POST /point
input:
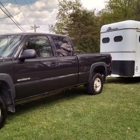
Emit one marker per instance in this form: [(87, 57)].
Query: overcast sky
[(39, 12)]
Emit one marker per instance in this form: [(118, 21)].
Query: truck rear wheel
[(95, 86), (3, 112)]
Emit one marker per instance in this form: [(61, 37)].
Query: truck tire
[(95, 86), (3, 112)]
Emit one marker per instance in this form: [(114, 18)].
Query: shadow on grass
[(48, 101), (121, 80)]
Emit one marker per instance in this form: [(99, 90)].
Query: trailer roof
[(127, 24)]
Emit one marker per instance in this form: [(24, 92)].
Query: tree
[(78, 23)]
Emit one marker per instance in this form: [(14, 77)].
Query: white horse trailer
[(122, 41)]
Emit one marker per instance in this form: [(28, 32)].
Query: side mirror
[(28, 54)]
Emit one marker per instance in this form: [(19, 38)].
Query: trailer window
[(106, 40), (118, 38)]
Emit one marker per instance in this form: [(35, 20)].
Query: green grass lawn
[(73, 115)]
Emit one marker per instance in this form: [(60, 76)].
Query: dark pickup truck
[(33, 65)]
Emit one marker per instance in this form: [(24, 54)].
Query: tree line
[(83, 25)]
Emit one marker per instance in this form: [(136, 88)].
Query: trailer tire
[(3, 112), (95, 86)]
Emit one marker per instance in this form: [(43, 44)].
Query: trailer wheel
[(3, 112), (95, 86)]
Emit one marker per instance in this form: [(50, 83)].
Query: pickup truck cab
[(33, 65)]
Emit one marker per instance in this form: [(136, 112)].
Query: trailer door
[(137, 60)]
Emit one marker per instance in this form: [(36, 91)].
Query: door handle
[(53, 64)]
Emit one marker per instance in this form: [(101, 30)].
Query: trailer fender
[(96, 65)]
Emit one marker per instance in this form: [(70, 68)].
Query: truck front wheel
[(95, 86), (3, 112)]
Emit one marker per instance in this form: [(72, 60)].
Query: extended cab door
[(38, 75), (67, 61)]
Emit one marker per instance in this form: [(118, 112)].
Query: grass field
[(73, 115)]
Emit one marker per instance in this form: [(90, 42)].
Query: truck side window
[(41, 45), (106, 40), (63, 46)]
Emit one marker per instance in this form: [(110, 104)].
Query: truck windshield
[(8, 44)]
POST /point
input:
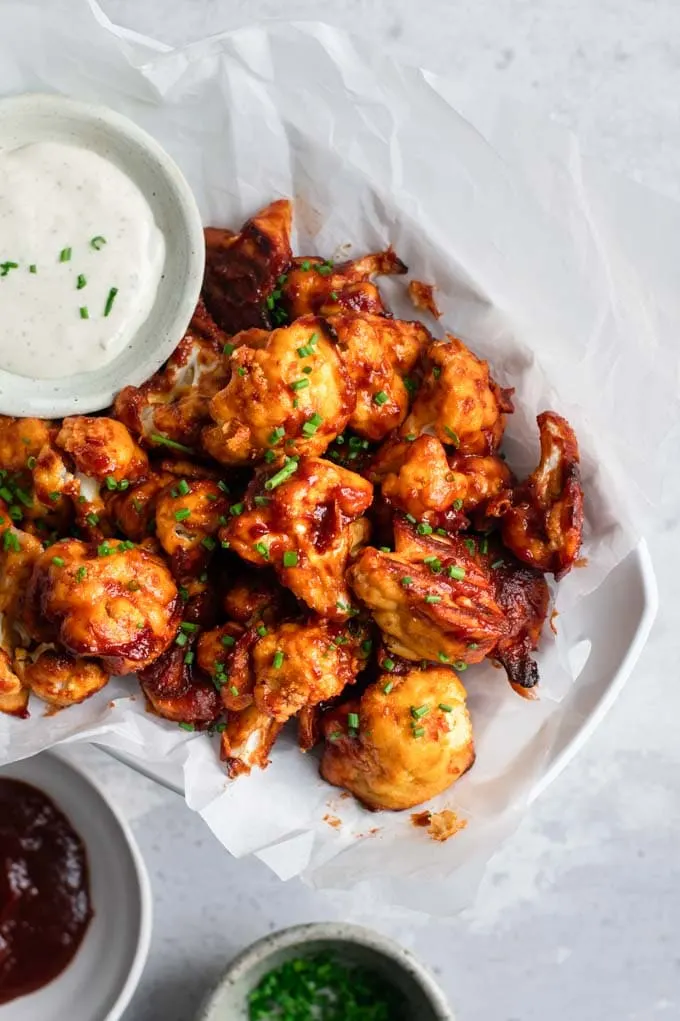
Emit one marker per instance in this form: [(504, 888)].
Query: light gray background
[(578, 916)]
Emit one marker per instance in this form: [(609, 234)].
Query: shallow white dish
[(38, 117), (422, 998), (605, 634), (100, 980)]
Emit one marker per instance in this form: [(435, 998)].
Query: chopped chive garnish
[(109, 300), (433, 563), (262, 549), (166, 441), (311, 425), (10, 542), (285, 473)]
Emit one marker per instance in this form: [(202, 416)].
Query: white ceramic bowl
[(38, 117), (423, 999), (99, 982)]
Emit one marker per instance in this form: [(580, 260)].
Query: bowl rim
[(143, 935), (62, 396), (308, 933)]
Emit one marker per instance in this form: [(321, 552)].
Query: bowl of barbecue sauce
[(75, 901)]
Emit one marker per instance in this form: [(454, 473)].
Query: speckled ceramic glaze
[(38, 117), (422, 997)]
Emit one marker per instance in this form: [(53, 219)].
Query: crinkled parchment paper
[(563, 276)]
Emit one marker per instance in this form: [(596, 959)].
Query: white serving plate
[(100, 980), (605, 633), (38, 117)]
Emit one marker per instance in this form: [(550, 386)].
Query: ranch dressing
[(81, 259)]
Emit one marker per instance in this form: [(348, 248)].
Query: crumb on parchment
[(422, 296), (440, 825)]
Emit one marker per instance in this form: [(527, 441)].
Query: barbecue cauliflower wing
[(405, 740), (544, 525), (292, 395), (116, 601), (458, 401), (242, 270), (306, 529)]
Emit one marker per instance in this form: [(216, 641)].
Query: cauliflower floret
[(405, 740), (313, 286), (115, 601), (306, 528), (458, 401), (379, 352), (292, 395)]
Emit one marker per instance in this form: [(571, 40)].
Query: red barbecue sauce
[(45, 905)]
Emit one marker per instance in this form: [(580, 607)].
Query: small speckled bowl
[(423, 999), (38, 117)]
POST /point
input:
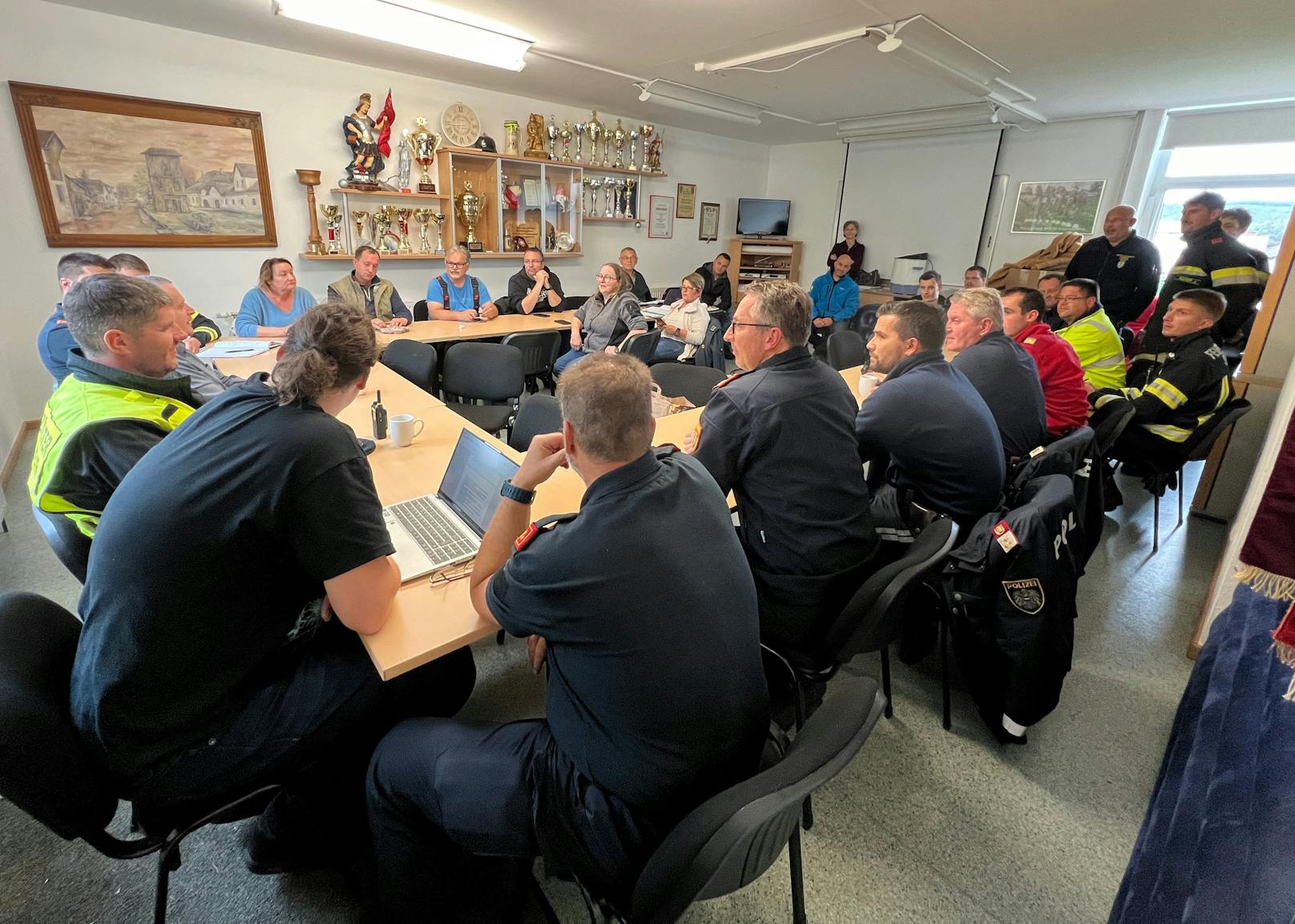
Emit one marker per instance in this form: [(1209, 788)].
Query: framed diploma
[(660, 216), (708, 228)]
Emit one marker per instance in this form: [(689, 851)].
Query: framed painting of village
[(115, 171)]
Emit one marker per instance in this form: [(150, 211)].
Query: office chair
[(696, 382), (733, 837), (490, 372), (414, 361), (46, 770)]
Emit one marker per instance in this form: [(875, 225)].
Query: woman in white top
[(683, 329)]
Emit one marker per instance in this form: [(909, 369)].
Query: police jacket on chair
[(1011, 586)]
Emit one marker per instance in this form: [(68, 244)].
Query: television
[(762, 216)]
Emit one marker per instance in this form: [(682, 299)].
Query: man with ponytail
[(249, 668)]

### [Exercise prompt]
Copy all of the rows again, replacing "marker" with "coordinate" wherever it appears and changing nothing else. Leave out the pictures.

### [Response to this task]
POST /point
input:
Emit one coordinate per instance in this form: [(87, 57)].
Query: overcast sky
[(39, 12)]
Emit one coordinate per instance in this form: [(118, 21)].
Query: truck rear wheel
[(95, 86), (3, 112)]
Emit one coordinate per instance in this form: [(61, 37)].
Query: truck tire
[(95, 86), (3, 112)]
Emit one coordinate per instance in this form: [(114, 18)].
Query: shadow on grass
[(48, 101), (121, 80)]
Emit one coordinate per instance in this form: [(99, 90)].
Query: trailer roof
[(127, 24)]
Emit one coordinate per instance in this form: [(24, 92)].
Query: tree
[(78, 23)]
Emit one coordinate per instance in this form: [(14, 77)].
Query: white horse trailer
[(122, 41)]
Emit one coordinate per instance in this form: [(28, 32)].
Query: side mirror
[(28, 54)]
Emit one coordinate per instance in this form: [(19, 38)].
Query: trailer window
[(106, 40), (118, 38)]
Emit one coordinate per instance in this form: [(35, 20)].
Query: green grass lawn
[(73, 115)]
Emit one coordinate per instance in this form: [(60, 76)].
Query: dark pickup truck
[(33, 65)]
Emit one coordinate per instance in this form: [(24, 54)].
Query: tree line
[(83, 25)]
Emit one coordinate per instance in this form: [(136, 88)].
Query: trailer tire
[(3, 112), (95, 86)]
Emit one coordinate per instance in this form: [(43, 44)].
Query: trailer wheel
[(3, 112), (95, 86)]
Emit one coordinate per instance in this form: [(50, 83)].
Query: pickup truck cab
[(33, 65)]
Emit one coordinate per instance in this form: [(136, 112)].
Query: trailer door
[(137, 60)]
Emit one coordinate per instance in this form: [(36, 91)].
Query: door handle
[(53, 64)]
Emit one coordinate per instance in this form: [(101, 30)].
Query: trailer fender
[(96, 65)]
Emit one coordinate per instance in this form: [(70, 68)].
Query: truck front wheel
[(95, 86), (3, 112)]
Emit one coordinate per instance in this form: [(72, 60)].
Query: extended cab door
[(38, 75), (67, 61)]
Emit one coordinate per instance in this form: [(118, 112)].
Query: grass field
[(73, 115)]
Emit one coordinate per instance in this form: [(90, 42)].
Query: truck side window
[(41, 45), (106, 40), (63, 46)]
Emit one coordinate per instance in this form: [(110, 104)].
Query: truck windshield
[(8, 44)]
POST /point
input:
Emit one coordinate per instance in this form: [(504, 888)].
Query: light gray background
[(578, 916)]
Emit one coordinate per instance in this form: [(609, 234)].
Query: shallow white dish
[(38, 117), (422, 998), (605, 634), (100, 980)]
Emit one coordinate per instance in this form: [(435, 998)].
Query: chopped chive garnish
[(109, 300), (433, 563), (262, 549), (166, 441), (311, 425), (10, 542), (285, 473)]
Emit one coordinate per instance in this form: [(202, 416)].
Query: white ceramic bowl
[(38, 117), (423, 999), (99, 982)]
Emit one coordinate per instance in this form: [(580, 260)].
Query: bowl rim
[(143, 935), (62, 396), (308, 933)]
Emit one coordinate per instance in this form: [(321, 552)].
Query: bowl of barbecue sauce
[(75, 901)]
Emit one coordinate per instance in this form: [(454, 473)].
Query: speckled ceramic glaze
[(38, 117), (422, 997)]
Emit one coordinate per instance in this form: [(53, 219)].
Query: crinkled parchment paper
[(563, 276)]
Emit one coordinate per instance in this form: [(596, 959)].
Query: white serving plate
[(100, 980), (605, 633), (38, 117)]
Emit one coordinate per instance in this form: [(550, 386)].
Query: ranch dressing
[(81, 259)]
Emit one coordinate per instance in this form: [(348, 248)].
Query: crumb on parchment
[(422, 296), (440, 825)]
Emit one coordinate per instance in this form: [(527, 441)].
Query: barbecue cauliflower wing
[(405, 740), (544, 525), (292, 395), (116, 601), (458, 401), (242, 270), (306, 529)]
Emit one coordinate per instance in this form: [(216, 641)].
Query: cauliflower floret
[(405, 740), (313, 286), (115, 601), (306, 528), (458, 401), (379, 352), (292, 395)]
Emit one coordinate per instance in this form: [(571, 40)].
Query: red barbecue sauce
[(45, 905)]
Emit one coordinate per instance in this form: [(580, 607)].
Query: small speckled bowl
[(423, 999), (38, 117)]
POST /point
input:
Emit one coordinate per instance in this form: [(1209, 788)].
Query: framed diploma
[(660, 216), (708, 228)]
Emit one coordinate per instance in this form: [(689, 851)].
Query: framed painting of village
[(115, 171)]
Emit one coordinate per instance in this form: [(150, 211)].
Query: office chair
[(696, 382), (733, 837), (490, 372), (414, 361), (46, 770)]
Emit one coordinate per instance in this form: [(875, 225)].
Query: woman in white top
[(683, 329)]
Emit one coordinate per instance in this form: [(909, 369)].
Query: police jacket on chair
[(1011, 586)]
Emit one coordinate per instance in this form: [(68, 244)].
Query: television
[(762, 216)]
Emit one coordinate per instance in this form: [(682, 299)].
Query: man with ponytail
[(249, 668)]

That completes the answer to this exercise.